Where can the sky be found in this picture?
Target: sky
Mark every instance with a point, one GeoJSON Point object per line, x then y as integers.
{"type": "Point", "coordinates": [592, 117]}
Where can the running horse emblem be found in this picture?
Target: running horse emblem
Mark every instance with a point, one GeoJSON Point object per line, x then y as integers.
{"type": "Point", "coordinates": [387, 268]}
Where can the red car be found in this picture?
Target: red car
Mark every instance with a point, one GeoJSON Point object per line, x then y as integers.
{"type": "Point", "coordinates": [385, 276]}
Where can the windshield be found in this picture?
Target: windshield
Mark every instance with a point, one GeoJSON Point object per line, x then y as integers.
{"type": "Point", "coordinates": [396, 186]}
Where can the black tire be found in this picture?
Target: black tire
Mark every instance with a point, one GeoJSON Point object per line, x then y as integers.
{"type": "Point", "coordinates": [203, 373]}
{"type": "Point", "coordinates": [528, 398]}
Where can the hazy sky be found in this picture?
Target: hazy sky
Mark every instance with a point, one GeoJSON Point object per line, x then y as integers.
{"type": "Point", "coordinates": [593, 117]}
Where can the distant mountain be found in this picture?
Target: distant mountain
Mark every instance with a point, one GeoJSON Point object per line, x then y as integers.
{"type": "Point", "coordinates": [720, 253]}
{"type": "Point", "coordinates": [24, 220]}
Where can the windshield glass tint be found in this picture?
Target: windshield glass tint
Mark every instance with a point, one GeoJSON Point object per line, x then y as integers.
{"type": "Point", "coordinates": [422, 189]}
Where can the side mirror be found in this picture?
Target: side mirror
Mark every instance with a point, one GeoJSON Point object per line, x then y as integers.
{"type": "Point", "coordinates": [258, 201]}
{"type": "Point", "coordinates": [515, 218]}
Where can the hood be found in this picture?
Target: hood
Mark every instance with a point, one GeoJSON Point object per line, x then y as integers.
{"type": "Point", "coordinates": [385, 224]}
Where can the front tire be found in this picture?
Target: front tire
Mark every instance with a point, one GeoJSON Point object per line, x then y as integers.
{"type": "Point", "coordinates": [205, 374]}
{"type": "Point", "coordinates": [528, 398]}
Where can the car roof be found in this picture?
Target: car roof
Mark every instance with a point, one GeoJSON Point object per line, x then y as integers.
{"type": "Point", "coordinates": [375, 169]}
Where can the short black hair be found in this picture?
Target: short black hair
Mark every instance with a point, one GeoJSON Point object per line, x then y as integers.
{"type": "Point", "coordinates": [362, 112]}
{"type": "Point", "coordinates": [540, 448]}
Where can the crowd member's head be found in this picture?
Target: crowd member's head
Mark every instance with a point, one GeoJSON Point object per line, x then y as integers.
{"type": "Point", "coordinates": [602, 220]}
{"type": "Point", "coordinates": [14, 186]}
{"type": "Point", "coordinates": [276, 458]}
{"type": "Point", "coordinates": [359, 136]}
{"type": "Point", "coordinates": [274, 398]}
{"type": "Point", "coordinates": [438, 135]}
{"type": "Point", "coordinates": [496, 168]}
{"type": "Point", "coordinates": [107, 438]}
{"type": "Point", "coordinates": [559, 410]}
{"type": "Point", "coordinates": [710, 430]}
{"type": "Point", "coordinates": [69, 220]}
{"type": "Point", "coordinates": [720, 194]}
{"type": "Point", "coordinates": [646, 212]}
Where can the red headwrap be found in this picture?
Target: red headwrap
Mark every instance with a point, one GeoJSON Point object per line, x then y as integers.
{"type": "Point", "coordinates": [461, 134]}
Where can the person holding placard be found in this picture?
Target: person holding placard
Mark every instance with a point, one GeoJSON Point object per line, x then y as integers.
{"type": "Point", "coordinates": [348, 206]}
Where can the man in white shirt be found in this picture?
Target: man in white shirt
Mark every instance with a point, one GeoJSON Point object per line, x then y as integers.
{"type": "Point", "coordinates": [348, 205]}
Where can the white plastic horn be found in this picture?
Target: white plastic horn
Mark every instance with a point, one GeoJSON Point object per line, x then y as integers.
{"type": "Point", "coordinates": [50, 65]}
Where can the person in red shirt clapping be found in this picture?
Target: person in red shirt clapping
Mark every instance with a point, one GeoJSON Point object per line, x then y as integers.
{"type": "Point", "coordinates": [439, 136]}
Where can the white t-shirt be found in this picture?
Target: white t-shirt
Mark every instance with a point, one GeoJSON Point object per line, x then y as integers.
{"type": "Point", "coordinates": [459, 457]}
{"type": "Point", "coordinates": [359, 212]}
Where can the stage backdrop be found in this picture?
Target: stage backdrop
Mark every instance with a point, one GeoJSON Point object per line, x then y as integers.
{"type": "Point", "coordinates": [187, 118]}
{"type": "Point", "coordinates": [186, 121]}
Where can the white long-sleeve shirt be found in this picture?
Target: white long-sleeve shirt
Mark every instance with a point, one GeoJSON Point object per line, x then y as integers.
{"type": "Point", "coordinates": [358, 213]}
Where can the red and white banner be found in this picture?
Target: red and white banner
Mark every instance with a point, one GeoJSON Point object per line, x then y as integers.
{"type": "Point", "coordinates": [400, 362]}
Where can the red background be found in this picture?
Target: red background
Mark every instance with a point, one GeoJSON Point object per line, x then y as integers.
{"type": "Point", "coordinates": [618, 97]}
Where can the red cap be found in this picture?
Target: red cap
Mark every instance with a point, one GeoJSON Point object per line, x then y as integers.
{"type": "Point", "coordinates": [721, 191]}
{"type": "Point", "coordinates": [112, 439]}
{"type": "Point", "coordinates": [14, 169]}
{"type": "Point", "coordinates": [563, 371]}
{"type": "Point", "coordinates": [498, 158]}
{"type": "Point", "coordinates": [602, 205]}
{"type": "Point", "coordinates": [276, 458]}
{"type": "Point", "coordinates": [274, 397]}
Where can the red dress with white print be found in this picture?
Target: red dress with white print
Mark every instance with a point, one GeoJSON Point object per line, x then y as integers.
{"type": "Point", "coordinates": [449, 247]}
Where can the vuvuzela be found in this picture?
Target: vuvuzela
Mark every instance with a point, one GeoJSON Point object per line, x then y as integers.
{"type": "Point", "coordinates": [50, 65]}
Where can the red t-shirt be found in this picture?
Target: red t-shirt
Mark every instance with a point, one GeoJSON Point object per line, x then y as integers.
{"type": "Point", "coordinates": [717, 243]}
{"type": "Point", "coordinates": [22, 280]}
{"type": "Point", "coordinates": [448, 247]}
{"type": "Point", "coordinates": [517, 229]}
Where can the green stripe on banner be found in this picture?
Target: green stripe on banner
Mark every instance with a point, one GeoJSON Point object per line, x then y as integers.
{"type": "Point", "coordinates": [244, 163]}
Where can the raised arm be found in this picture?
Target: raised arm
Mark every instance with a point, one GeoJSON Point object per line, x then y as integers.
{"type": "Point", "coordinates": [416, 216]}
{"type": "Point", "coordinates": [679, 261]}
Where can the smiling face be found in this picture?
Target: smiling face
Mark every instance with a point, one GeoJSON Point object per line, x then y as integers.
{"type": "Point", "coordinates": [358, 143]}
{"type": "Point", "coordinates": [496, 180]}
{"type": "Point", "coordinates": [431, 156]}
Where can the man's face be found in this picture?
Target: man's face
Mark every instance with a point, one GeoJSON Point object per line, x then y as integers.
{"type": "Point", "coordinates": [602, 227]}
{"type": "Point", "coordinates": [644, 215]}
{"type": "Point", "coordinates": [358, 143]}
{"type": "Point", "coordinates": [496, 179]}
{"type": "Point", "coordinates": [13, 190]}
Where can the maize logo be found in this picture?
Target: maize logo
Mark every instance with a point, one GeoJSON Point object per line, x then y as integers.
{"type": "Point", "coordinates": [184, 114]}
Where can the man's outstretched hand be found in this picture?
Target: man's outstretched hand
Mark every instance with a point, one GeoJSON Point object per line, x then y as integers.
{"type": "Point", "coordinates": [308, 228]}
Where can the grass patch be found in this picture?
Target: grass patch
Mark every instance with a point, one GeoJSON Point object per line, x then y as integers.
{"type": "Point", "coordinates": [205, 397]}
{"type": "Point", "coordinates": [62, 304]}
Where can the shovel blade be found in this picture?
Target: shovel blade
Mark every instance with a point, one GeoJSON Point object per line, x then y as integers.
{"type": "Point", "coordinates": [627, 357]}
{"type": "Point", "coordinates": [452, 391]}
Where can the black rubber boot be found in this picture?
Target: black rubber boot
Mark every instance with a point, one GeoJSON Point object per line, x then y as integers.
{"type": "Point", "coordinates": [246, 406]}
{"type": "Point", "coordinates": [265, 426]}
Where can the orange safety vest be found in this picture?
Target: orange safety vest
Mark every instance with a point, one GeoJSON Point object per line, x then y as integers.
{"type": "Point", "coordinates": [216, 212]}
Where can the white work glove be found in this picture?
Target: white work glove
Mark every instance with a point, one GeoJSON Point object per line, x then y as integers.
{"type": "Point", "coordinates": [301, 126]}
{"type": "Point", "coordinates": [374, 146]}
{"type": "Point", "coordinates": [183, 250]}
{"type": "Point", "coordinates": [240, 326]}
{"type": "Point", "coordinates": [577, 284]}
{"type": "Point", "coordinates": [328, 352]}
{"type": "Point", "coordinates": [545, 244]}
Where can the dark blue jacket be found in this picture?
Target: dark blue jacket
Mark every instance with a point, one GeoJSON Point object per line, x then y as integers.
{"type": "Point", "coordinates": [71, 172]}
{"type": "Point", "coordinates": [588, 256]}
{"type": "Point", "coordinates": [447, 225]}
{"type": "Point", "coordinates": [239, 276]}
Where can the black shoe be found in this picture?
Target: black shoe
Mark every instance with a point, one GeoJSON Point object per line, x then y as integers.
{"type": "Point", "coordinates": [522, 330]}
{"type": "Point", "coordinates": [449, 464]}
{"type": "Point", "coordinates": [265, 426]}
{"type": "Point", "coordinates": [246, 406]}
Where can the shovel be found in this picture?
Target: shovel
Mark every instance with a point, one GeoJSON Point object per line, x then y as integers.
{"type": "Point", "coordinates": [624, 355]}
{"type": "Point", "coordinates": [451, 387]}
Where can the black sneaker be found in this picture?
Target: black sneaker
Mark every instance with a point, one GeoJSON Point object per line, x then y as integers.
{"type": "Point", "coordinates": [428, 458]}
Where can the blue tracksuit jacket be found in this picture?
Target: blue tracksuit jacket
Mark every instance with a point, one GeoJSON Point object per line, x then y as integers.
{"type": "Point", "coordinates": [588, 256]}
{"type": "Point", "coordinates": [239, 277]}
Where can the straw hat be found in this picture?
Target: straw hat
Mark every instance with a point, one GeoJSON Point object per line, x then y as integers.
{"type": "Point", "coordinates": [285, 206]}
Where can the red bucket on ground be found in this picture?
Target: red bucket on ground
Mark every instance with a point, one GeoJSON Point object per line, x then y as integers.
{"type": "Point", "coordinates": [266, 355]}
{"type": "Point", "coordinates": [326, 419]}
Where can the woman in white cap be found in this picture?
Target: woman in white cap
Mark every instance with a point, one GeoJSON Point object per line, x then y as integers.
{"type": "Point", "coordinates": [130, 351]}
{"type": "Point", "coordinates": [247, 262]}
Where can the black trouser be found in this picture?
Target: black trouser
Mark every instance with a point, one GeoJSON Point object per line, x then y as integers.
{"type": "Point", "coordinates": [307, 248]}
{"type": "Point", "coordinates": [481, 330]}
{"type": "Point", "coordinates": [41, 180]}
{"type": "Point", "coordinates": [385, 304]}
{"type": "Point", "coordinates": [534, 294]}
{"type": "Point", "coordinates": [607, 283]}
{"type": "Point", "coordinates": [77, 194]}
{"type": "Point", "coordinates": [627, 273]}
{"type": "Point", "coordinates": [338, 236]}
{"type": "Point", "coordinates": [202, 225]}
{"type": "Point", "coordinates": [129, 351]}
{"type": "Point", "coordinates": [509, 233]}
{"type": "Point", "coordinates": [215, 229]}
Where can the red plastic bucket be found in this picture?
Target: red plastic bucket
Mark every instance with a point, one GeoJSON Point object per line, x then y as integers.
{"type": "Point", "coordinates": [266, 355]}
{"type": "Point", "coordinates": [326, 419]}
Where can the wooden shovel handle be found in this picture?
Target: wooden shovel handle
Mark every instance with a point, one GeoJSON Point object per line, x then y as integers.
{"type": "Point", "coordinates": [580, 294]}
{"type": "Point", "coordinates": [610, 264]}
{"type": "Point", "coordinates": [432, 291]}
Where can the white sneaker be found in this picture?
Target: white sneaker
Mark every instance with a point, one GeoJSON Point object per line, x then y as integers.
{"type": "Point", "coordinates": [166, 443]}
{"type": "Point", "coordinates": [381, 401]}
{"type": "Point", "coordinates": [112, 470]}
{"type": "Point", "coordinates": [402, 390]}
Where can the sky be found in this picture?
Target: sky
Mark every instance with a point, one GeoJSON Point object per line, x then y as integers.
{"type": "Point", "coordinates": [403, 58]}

===

TASK DESCRIPTION =
Express the records as a JSON list of strings, one string per line and omitting blank lines. Begin at the line containing "Where can the red plastic" and continue through the final line of the records.

WRITTEN SOLUTION =
[
  "Where can the red plastic bucket be found in this picture?",
  "Target: red plastic bucket",
  "Mark every instance with a point, one GeoJSON Point object per line, x then y as integers.",
  "{\"type\": \"Point\", \"coordinates\": [266, 355]}",
  "{\"type\": \"Point\", \"coordinates\": [326, 419]}",
  "Where can the wooden shovel handle be found in this picture?",
  "Target: wooden shovel handle",
  "Mark every instance with a point, one GeoJSON Point object per line, x then y as integers.",
  "{\"type\": \"Point\", \"coordinates\": [580, 294]}",
  "{\"type\": \"Point\", \"coordinates\": [610, 264]}",
  "{\"type\": \"Point\", \"coordinates\": [432, 291]}",
  "Where can the white sneaker be found in this picture?",
  "Target: white sneaker",
  "Mark every instance with a point, one GeoJSON Point object per line, x then y as integers.",
  "{\"type\": \"Point\", \"coordinates\": [166, 443]}",
  "{\"type\": \"Point\", \"coordinates\": [381, 401]}",
  "{\"type\": \"Point\", \"coordinates\": [112, 470]}",
  "{\"type\": \"Point\", \"coordinates\": [402, 390]}",
  "Where can the sky be found in this picture?",
  "Target: sky",
  "Mark every instance with a point, one GeoJSON Point object per line, x then y as integers.",
  "{\"type\": \"Point\", \"coordinates\": [403, 58]}"
]